ISTRUZIONI DA SEGUIRE - Scrivi il seguito del testo sulla ruota del consenso, riprendendo subito dopo la sua ultima frase.

TESTO CITATO -
────────────────
Iniziamo dalla metà del “chi fa”, ovvero chi compie l’azione.

Nella ruota del consenso l’azione è intesa soprattutto come l’atto di toccare una persona, ma le considerazioni che faremo possono essere facilmente estese a diversi tipi di interazione.

Ovviamente due persone possono “fare” anche contemporaneamente tra di loro oppure scambiarsi a turno i ruoli o ancora può essere impossibile definire la persona “che fa” da quella “a cui viene fatto”, per esempio tra due persone che si baciano. Prendiamo questa schematizzazione nel suo valore simbolico ed esemplificativo.

Ci possono essere diversi motivi per fare una certa azione.
────────────────
Dati dei punti etichettati:
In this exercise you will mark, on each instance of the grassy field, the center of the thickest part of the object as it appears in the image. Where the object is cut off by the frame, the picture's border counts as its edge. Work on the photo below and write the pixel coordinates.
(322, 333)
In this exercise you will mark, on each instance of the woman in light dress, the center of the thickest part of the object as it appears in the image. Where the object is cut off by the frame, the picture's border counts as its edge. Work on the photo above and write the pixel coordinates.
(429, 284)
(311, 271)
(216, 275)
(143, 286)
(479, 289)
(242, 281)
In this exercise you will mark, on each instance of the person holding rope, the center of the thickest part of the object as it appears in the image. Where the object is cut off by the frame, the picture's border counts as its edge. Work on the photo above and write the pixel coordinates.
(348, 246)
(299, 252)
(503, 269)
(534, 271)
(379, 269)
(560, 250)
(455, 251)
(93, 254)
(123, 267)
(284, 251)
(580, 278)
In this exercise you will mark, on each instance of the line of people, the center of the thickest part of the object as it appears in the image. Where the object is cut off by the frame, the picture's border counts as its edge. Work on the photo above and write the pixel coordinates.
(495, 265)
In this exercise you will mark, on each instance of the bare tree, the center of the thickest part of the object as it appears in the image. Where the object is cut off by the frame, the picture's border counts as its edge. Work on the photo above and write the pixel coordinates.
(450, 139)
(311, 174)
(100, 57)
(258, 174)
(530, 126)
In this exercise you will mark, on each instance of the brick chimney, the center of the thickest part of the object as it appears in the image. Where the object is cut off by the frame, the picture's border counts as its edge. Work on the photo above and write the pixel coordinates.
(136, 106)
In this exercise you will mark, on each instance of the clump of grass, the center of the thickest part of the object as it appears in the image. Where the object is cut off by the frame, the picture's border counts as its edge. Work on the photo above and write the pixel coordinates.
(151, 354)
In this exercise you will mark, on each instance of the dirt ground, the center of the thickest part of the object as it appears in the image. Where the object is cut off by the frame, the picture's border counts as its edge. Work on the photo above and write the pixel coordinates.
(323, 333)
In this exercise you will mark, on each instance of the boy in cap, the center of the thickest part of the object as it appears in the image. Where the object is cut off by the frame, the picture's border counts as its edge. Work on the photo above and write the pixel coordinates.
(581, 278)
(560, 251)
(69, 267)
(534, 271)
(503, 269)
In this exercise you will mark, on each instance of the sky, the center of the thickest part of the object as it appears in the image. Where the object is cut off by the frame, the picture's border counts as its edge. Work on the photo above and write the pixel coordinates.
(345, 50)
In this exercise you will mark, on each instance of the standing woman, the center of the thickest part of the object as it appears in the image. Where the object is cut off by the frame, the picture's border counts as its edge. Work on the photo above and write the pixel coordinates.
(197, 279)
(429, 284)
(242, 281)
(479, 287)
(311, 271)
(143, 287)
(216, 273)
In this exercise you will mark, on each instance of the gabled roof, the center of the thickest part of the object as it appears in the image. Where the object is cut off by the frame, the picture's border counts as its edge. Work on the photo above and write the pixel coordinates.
────────────────
RISULTATO DEL COMPITO -
A volte la motivazione che ci spinge a fare qualcosa consiste nell’avere poi qualcosa in cambio. Mettiamo dunque in atto una strategia che si dimostrerà soddisfacente solo se riusciremo a realizzare quello che vogliamo. Fare qualcosa per soldi, pagare una cena per sperare di fare colpo su una persona ci attrae, fare un favore per ricevere attenzione: sono tutti esempi di strategie.

Un altro tipo di motivazione consiste invece nel fare qualcosa perché è quello che vogliamo fare a prescindere dall’avere poi un guadagno, perché è qualcosa che ci sentiamo dentro. In questo caso l’azione è soddisfacente di per sé per il solo fatto che ci va di farla. Alcuni esempi possono essere una dimostrazione spontanea di affetto, fare un favore disinteressato, prendere del tempo per noi stessi.

La società ci spinge spesso a essere dei buoni strateghi e a reprimere la nostra spontaneità, rendendoci cauti e sospettosi verso il prossimo. In realtà entrambe le motivazioni che abbiamo visto poco sopra vanno bene a seconda dei contesti; l’importante è esserne consapevoli e non scambiare un atto di generosità con una richiesta malcelata.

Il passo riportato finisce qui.